**EXERCISE REQUIREMENTS:**
• 1. Reproduce verbatim the passage of the cephalexin text from "Used for treating" to "their plasma level.".
• 2. Resume the cephalexin text at the point where it stops.

- Capsules: 250 mg, 500 mg
- Suspension: 125 mg/5mL, 250 mg/5mL
- Injectable: 180 mg/mL (may not be available in the USA)
A first generation cephalosporin, cephalexin is a broad-spectrum, bactericidal antibiotic. It is effective against most Gram-positive organisms such as beta-hemalytic streptococci, Staphylococcus intermedius and aureus, Proteus mirabili, some E. coli, klebsiella, actinobacillis, pasturella, and salmonella. It, however, does not directly attack mycoplasma, but is useful in secondary infections.
The drug is well absorbed orally, and widely distributed throughout the body. While cephalexin crosses both placental and fetal serum studies have shown no adverse effects on embryofetal development. It also does not show significant levels in breast milk, and may be given to lactating females. Cephalexin does not enter cerebral spinal fluid in appreciable levels.
The drug is excreted by the kidneys via tubular and or glomerulo secretion.
Used for treating deep skin (pyodermas), soft tissue, and urinary tract infections. Also good for use prophylactically following surgery to prevent infection.
Drug Interactions or Contraindications
- Should not be used orally in cases of septicemia or shock as absorption may be delayed significantly in grave illness.
- May have synergistic effect against certain bacteria, when used with the aminoglycosides, penicillins, and chloramphenicol. Use in combination cautiously.
- Concomitant use of Probenecid may decrease the ability of the kidneys to remove some
antibiotics (e.g., cephalexin) thereby increasing their plasma level.

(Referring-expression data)
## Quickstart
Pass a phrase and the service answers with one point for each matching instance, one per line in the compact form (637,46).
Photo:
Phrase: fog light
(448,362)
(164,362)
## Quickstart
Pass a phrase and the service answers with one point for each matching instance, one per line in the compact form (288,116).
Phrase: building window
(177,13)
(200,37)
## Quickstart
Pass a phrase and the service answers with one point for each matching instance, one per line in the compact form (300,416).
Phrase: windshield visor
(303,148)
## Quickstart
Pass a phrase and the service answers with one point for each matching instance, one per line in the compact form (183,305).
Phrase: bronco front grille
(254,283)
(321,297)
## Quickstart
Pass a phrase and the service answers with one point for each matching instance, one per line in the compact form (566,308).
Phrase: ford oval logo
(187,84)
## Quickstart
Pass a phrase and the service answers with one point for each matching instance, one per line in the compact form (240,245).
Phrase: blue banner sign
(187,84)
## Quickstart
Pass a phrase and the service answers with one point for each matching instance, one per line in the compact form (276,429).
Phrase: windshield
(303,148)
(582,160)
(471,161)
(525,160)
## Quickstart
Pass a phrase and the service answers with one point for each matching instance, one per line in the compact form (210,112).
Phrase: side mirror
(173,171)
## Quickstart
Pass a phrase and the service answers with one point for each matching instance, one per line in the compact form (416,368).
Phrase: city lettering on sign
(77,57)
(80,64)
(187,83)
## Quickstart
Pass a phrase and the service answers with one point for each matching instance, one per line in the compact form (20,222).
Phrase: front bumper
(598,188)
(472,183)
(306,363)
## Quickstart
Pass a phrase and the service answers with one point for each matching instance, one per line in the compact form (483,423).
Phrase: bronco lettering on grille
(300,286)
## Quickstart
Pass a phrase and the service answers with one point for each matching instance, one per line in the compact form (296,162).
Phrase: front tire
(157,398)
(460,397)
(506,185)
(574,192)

**ANSWERS GIVEN:**
• 1.
Used for treating deep skin (pyodermas), soft tissue, and urinary tract infections. Also good for use prophylactically following surgery to prevent infection.
Drug Interactions or Contraindications
- Should not be used orally in cases of septicemia or shock as absorption may be delayed significantly in grave illness.
- May have synergistic effect against certain bacteria, when used with the aminoglycosides, penicillins, and chloramphenicol. Use in combination cautiously.
- Concomitant use of Probenecid may decrease the ability of the kidneys to remove some
antibiotics (e.g., cephalexin) thereby increasing their plasma level.

• 2.
Blood: neutopenia, hemolytic anemia
GI: anorexia(poor or no appetite), diarrhea, anal pruritus (itching)
Other: potential for nephrotoxicity minimal in animals
- Can be used simultaneously with Gentocin.
- Give yogurt, Lactobacillus capsules/granules, or Bene-Bac to help maintain normal gut flora.
- In treating suspected polymicrobial infections, where a broader coverage may be needed, synergistic or combination drugs may be used. The following drugs may be seen used simultaneously with cephalexin: aminoglycosides (e.g., amikacin or gentamicin), or clindamycin, or fluoroquinolones (e.g., enrofloxacin or orbifloxicin), or metronidazole, or ampicillin . 1
- Please note that it is imperative to discuss the changing or adding of any medications during your rat’s treatment with your veterinarian to prevent future resistance of microbes to the drugs prescribed.
- May store tablets and capsules at room temperature.
- Reconstituted suspensions kept refrigerated are good for 14 days.
- Considered safe for long term use.